EXERCISE DESCRIPTION: Please rewrite the material below, swapping "Reviewer note" for "Annotator note" everywhere it appears and leaving everything else unchanged.

MATERIAL PROVIDED:

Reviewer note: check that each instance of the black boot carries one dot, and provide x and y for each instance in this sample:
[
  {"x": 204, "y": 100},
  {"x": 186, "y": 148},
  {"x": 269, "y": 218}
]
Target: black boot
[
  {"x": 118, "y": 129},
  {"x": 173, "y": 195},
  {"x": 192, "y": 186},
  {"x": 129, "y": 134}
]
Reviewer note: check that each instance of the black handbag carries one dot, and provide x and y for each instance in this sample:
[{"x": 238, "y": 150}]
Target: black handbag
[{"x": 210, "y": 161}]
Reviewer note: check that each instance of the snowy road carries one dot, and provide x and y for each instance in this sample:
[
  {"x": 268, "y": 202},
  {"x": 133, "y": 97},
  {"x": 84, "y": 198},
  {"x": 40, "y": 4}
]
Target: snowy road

RESULT OF THIS EXERCISE:
Annotator note: check that each instance of the black boot carries one dot, and provide x and y for each instance in this sample:
[
  {"x": 204, "y": 100},
  {"x": 186, "y": 148},
  {"x": 269, "y": 218}
]
Target: black boot
[
  {"x": 118, "y": 129},
  {"x": 173, "y": 195},
  {"x": 192, "y": 186},
  {"x": 129, "y": 134}
]
Annotator note: check that each instance of the black handbag carries one dot, and provide x and y for each instance in this sample:
[{"x": 238, "y": 150}]
Target: black handbag
[{"x": 210, "y": 161}]
Annotator note: check that each instance of the snowy road carries one dot, and provide x and y for each instance in this sample:
[
  {"x": 268, "y": 202},
  {"x": 133, "y": 97},
  {"x": 84, "y": 198},
  {"x": 40, "y": 4}
]
Target: snowy road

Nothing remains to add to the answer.